#### REQUIRED ACTION:
Would you transcribe exactly the lines from the beginning of the records below through the line with "x=108 y=148", both included, omitting the pictures?

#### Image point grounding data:
--- START ---

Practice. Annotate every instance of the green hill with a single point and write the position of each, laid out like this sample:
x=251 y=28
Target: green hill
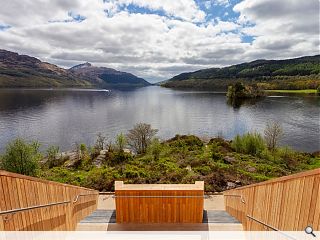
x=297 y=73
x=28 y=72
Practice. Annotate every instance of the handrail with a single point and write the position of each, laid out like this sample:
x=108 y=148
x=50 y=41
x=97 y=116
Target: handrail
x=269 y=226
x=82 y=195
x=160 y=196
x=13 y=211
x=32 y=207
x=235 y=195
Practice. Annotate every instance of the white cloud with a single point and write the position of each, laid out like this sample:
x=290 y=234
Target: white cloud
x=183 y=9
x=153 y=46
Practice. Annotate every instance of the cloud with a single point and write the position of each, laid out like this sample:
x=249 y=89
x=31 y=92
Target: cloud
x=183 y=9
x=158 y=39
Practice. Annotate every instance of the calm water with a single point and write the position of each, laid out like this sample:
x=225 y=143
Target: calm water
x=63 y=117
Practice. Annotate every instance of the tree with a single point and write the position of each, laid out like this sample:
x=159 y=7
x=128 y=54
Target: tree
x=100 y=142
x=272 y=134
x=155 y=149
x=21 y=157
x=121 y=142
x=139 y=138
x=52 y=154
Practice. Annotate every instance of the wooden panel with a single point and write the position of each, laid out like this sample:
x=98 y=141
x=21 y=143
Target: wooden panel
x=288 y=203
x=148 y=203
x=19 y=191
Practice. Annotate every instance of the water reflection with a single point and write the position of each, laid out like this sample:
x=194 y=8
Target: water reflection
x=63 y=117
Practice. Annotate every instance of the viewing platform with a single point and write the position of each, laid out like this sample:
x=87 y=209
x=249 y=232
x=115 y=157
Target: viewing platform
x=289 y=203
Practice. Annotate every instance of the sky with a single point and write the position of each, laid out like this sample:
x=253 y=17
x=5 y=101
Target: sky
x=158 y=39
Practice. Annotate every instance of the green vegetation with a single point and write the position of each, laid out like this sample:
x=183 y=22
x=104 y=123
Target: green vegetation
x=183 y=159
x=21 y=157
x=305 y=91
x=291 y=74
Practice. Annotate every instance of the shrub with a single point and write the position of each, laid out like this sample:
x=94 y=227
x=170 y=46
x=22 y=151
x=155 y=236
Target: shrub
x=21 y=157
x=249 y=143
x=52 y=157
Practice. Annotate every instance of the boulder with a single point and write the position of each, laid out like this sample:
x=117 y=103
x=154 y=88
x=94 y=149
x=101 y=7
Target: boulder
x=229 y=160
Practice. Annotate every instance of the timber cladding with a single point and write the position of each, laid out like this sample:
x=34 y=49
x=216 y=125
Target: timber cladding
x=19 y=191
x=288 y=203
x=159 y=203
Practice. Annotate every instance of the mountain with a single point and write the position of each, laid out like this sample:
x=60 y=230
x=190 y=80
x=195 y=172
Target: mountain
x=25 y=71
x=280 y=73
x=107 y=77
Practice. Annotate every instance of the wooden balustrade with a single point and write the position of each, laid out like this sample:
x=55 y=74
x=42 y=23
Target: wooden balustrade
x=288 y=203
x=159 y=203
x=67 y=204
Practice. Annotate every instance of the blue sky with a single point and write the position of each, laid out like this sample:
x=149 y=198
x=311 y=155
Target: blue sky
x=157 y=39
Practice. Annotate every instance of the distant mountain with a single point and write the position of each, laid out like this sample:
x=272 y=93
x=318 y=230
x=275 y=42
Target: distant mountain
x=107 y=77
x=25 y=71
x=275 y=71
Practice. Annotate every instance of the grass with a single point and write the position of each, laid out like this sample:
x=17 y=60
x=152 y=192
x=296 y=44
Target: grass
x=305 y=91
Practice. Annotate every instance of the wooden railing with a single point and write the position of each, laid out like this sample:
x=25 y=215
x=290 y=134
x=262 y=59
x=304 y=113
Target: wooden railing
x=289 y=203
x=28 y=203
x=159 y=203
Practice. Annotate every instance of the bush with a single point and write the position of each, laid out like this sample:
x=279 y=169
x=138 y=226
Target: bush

--- END ---

#### RESULT OF THIS EXERCISE:
Practice. Annotate every instance of the green hill with a single point and write the position of each, laid out like this sample:
x=251 y=28
Target: green hill
x=297 y=73
x=28 y=72
Practice. Annotate every instance of the handrail with a single point and write the position of each, laid out like this sample:
x=108 y=148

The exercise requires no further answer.